» OBJECTIVE
Reproduce the material word for word, starting at the line that contains "of the french" and ending with the final line of the material, with both of those lines included.
-- START OF MATERIAL FOR THE TASK --
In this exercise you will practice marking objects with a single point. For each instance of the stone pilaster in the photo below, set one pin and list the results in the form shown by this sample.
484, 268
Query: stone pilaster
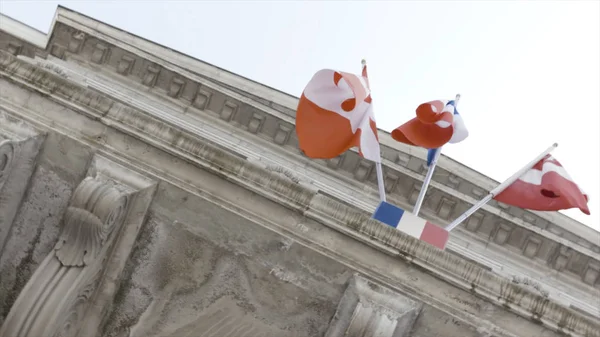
367, 309
19, 148
96, 230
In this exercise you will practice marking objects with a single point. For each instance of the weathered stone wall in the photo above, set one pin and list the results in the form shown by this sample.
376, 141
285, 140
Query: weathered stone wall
220, 233
216, 258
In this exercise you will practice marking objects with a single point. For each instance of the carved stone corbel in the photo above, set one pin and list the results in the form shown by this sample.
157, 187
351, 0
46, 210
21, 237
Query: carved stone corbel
58, 295
19, 148
368, 309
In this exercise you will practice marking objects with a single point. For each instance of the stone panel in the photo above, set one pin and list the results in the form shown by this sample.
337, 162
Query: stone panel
216, 271
61, 165
19, 147
108, 205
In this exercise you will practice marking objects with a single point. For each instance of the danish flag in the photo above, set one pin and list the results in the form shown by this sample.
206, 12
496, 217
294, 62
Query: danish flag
437, 123
545, 187
335, 113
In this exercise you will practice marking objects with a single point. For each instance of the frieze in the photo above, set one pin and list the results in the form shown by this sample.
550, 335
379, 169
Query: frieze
280, 132
183, 143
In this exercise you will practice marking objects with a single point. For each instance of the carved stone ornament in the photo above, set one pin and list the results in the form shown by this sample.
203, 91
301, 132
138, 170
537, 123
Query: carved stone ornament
51, 301
18, 156
368, 309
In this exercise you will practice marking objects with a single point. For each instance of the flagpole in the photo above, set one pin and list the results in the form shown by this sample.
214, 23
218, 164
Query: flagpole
378, 168
429, 174
380, 184
499, 189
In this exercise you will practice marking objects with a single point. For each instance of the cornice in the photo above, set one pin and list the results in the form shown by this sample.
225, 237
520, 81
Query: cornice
305, 200
551, 248
275, 103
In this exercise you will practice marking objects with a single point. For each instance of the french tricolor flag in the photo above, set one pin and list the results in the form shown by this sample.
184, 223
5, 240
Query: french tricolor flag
411, 224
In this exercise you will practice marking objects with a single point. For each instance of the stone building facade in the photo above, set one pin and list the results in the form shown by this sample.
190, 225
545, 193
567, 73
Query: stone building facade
146, 193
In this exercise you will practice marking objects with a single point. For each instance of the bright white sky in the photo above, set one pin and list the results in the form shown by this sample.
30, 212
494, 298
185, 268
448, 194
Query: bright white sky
528, 71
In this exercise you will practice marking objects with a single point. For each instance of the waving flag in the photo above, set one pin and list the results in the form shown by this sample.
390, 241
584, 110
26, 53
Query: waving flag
545, 187
411, 224
335, 114
436, 124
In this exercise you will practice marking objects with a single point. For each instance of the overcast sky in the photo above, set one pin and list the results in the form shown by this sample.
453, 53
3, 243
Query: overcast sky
528, 71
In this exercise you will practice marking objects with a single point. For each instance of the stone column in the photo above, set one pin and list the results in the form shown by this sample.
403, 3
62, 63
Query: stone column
19, 148
103, 208
371, 310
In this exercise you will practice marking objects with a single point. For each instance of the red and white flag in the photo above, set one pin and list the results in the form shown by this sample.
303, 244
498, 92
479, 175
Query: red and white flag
335, 114
545, 187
-- END OF MATERIAL FOR THE TASK --
» WRITTEN SOLUTION
In this exercise you will practice marking objects with a single point. For each instance of the french tricolor flag in the photo above, set one pin and list the results in the form shown by this sample.
184, 223
5, 240
Query: french tricolor flag
411, 224
In this exercise you will practice marking objects with a single point. For each instance of the stone building facade in the photo above, set one pin and list the results in the form shown by this sample.
190, 225
545, 193
567, 73
Query: stone building facade
146, 193
In this exercise you will practice marking objects with a single point. For each instance of the bright white sky in the photo above, set one pin and list the results in the form shown by this sample.
30, 212
494, 298
185, 268
448, 194
Query: bright white sky
528, 71
In this exercise you will practice marking objects with a single point. For each instance of the waving flag in the photo above, set one pin and list the results in the form shown by this sample.
390, 241
584, 110
26, 53
Query: waving flag
545, 187
411, 224
335, 114
436, 124
In this exercise you will practice marking objects with a single point. For each instance of the overcast sky in the photo above, set one pin and list the results in the form shown by this sample.
453, 53
3, 243
Query: overcast sky
528, 71
In this exercise you will practice marking objects with a single point. For each instance of the stone column in the photo above, set one pin and list the results in the form shown by this sample.
403, 3
62, 63
Query: stone column
19, 148
103, 208
371, 310
In this exercise you will practice marking objects with a single point. For each instance of the red and white flag in the photo above, set one pin and list the results in the form shown by this sample.
303, 244
498, 92
479, 175
Query: red and white flag
335, 114
545, 187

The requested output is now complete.